§ Given request a:
In the summary about ferroelastic phosphate crystals, how many domains did all the samples contain?

§ Source passage:
-- begin --

Ferroelastic structures of n-pentyl-, n- hexyl- and n-nonylammonium dihydrogenphosphate crystals.

This study reports the structure redeterminations of C(5)H(11)NH(3)(+).H(2)PO(4)(-) (n-pentylammonium dihydrogenphosphate, C5ADP), C(6)H(13)NH(3)(+).H(2)PO(4)(-) (n-hexylammonium dihydrogenphosphate, C6ADP) and C(9)H(19)NH(3)(+).H(2)PO(4)(-) (n-nonylammonium dihydrogenphosphate, C9ADP). The structures are monoclinic (P2(1)/n), belonging to the series of previously studied structures C2ADP-C8ADP and C10ADP. The structures exhibit reproducible ferroelastic switching. There are hydrogen bonds between the dihydrogenphosphates and the n-alkylammonium groups. Among them there are two hydrogen bonds with hydrogens which hop from the donor to the acceptor oxygens during the ferroelastic switching. C5ADP as well as C3ADP differ from the other members of the series by packing of the double layers of the dihydrogenphosphates. Moreover, the packing of n-alkylammonium molecules in all these structures depends on the parity of the number of atoms in the n-alkylammonium chains. All the samples contained two domains and their structures were refined as twins.

-- end --

§ Given request b:
Repeat the records from the line holding "of the green" through the line holding "[[58, 193]]", both included, keeping the requests, and shift every point coordinate in the answers by adding 81 to each x and y value.

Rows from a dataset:
-- begin --

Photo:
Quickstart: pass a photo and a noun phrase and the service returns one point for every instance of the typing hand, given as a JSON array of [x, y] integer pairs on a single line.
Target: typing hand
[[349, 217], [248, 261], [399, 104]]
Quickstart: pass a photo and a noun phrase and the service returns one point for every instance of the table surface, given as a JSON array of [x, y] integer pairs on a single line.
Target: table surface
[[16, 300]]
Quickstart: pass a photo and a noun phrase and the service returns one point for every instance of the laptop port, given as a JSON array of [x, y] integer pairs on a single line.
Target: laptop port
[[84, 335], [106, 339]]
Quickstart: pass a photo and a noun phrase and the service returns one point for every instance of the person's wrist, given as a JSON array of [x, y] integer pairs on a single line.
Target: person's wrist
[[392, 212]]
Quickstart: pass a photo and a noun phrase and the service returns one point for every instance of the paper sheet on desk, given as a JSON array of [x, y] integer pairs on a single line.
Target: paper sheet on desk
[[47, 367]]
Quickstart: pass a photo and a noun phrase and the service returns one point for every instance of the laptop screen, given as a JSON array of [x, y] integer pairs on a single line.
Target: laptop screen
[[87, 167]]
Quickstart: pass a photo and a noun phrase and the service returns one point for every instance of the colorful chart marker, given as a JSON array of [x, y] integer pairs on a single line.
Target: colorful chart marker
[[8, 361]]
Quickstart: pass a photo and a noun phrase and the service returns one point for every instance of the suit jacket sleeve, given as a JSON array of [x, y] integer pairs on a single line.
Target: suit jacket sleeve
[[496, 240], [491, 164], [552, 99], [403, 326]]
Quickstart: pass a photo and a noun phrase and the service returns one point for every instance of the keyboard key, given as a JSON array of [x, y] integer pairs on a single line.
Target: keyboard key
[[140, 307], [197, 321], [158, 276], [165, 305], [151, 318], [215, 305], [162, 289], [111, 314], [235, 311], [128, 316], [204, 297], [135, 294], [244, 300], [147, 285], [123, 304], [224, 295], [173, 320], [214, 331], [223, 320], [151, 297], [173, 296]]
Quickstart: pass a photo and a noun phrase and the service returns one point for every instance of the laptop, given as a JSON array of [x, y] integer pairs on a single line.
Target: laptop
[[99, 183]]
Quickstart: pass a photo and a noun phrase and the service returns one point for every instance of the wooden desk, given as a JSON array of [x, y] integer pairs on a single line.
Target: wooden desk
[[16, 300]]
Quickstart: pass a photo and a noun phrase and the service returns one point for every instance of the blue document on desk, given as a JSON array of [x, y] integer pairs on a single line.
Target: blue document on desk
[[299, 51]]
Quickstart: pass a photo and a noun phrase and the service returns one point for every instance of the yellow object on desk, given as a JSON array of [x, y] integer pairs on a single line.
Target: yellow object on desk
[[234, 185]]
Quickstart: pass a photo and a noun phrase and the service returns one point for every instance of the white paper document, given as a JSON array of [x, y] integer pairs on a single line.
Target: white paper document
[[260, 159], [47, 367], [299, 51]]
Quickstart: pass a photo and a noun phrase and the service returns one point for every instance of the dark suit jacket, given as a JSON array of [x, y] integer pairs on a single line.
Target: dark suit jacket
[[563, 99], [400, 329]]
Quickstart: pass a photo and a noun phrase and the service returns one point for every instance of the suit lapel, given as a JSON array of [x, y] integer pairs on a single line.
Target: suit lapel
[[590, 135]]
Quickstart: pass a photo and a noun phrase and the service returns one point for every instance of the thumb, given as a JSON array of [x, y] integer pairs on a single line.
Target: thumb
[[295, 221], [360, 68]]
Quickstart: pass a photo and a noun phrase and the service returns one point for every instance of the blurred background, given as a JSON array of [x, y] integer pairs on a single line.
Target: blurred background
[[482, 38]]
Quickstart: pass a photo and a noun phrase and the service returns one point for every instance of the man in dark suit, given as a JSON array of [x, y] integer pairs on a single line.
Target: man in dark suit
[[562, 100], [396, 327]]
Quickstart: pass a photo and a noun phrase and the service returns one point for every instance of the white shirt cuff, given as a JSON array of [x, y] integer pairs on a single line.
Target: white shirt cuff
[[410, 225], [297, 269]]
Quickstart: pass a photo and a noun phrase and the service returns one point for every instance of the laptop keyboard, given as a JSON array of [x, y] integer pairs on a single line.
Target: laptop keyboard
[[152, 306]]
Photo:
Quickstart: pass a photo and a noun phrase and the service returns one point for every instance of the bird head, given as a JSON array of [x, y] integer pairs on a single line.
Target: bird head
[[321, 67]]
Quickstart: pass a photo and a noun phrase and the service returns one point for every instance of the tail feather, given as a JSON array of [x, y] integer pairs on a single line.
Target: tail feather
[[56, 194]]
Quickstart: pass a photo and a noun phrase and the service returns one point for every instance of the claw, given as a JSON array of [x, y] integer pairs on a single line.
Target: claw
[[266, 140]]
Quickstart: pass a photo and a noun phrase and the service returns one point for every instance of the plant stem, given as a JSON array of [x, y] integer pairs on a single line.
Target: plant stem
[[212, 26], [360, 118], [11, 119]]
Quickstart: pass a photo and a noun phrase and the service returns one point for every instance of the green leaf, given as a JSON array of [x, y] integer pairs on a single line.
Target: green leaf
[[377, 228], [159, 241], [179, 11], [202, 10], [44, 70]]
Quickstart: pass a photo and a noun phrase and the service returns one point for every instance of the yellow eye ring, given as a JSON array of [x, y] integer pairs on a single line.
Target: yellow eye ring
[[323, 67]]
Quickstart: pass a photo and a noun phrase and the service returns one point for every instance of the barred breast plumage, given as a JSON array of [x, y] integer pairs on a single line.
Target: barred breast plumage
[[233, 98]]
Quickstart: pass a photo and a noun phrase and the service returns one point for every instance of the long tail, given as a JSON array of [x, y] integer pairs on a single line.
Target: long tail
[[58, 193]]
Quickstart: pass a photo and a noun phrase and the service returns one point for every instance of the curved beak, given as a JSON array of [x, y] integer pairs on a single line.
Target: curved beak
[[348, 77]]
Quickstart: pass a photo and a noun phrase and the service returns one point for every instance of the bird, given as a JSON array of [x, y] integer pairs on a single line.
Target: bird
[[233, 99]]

-- end --

§ Exercise output a:
Two.

§ Exercise output b:
Quickstart: pass a photo and a noun phrase and the service returns one point for every instance of the green leaf, given as a JSON array of [x, y] integer pairs on a single line.
Target: green leaf
[[458, 309], [240, 322], [260, 92], [283, 91], [125, 151]]
Quickstart: pass a photo and a noun phrase and the service returns one point for every instance of the yellow eye ring, given as a JSON array of [x, y] integer pairs on a single line.
Target: yellow eye ring
[[404, 148]]
Quickstart: pass a photo and a noun phrase and the service returns one point for every instance of the barred breast plumage, given as a JSON array of [x, y] integer pairs on a single line.
Target: barred breast plumage
[[314, 179]]
Quickstart: pass a photo and a noun phrase and the service returns one point for every instance of the long tail, given as a JSON array of [x, y] integer pairs on a single line.
Target: long tail
[[139, 274]]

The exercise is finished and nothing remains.